Natural language region descriptions

::::

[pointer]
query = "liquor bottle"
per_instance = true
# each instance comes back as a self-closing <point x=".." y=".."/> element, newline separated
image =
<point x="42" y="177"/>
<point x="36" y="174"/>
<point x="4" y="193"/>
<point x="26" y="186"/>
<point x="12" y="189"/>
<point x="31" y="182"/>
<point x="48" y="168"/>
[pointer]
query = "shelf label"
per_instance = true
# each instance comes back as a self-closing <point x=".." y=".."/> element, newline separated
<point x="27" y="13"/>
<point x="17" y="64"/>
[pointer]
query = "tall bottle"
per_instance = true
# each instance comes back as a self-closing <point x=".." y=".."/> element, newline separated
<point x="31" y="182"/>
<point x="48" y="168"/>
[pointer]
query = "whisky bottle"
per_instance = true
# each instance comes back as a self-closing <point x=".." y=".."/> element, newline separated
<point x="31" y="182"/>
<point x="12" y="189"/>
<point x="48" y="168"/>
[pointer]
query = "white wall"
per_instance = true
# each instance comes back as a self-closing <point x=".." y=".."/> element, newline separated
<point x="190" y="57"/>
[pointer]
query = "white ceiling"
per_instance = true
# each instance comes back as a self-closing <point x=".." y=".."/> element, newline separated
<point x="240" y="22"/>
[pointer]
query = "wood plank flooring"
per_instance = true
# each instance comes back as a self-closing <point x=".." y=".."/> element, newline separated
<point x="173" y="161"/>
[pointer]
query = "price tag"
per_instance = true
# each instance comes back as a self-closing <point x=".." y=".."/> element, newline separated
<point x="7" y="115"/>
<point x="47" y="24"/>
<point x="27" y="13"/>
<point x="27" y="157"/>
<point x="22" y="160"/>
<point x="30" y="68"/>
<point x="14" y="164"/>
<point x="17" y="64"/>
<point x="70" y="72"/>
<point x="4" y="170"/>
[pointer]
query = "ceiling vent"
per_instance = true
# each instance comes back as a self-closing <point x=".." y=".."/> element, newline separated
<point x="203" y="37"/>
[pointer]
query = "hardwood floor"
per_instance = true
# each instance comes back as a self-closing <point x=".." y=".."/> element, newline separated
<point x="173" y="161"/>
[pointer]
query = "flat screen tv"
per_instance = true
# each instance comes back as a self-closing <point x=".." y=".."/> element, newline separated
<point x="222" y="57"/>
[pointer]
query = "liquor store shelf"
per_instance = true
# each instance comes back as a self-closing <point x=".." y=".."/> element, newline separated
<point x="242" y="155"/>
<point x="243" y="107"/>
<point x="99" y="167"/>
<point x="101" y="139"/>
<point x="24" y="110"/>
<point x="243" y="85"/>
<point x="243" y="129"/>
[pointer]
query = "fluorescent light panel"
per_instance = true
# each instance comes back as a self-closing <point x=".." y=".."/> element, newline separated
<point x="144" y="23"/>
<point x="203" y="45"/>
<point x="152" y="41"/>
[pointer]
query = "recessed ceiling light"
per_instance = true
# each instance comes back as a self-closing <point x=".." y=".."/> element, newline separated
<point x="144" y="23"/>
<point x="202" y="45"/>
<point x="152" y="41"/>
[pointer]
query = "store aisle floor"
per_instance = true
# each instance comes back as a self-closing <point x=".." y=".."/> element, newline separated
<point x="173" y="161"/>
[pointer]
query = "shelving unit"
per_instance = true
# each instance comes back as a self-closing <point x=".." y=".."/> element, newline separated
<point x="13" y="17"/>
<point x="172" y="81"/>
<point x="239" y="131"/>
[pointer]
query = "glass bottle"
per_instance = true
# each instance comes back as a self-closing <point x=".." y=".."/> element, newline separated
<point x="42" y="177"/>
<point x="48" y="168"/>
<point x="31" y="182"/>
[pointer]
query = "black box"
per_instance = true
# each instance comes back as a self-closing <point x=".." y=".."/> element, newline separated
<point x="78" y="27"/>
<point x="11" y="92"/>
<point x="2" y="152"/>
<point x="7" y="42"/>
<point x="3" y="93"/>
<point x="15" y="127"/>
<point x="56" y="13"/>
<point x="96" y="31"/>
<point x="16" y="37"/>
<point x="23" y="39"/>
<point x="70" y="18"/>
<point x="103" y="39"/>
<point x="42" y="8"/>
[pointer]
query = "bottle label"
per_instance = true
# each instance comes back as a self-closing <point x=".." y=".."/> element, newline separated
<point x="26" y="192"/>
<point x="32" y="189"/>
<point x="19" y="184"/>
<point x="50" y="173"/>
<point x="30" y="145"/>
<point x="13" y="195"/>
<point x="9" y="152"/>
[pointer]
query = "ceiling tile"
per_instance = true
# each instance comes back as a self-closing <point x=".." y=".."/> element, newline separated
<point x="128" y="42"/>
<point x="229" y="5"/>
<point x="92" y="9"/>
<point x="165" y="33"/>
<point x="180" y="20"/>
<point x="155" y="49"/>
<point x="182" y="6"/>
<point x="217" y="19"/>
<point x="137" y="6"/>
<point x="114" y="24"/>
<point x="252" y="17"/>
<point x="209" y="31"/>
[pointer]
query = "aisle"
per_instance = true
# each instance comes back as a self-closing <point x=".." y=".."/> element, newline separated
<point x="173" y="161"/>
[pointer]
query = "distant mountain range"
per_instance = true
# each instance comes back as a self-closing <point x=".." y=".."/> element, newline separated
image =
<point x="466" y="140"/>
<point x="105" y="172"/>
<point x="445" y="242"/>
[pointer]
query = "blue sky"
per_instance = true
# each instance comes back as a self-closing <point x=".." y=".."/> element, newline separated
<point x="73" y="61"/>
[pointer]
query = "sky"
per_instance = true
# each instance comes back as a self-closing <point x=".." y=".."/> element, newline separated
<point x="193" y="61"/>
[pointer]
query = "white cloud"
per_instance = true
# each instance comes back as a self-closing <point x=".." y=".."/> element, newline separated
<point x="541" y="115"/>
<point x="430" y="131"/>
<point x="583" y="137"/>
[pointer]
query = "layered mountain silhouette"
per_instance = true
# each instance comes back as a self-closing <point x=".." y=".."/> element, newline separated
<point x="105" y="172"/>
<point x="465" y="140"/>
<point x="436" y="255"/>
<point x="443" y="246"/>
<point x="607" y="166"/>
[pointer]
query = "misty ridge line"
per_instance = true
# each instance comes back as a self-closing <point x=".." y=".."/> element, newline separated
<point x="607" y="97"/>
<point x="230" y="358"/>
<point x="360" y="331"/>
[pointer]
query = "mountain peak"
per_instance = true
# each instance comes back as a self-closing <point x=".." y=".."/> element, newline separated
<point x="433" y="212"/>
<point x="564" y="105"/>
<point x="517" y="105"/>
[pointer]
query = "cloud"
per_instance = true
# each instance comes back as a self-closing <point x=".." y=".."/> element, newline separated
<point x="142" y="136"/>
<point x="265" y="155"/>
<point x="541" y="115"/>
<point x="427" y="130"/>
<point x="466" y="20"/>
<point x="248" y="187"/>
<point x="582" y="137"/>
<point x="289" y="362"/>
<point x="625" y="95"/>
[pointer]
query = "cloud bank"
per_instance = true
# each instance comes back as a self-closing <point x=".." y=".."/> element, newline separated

::::

▸ Instructions to follow: In the records above, how many lines hold "white"? Only the number is wanted.

▸ Written response: 3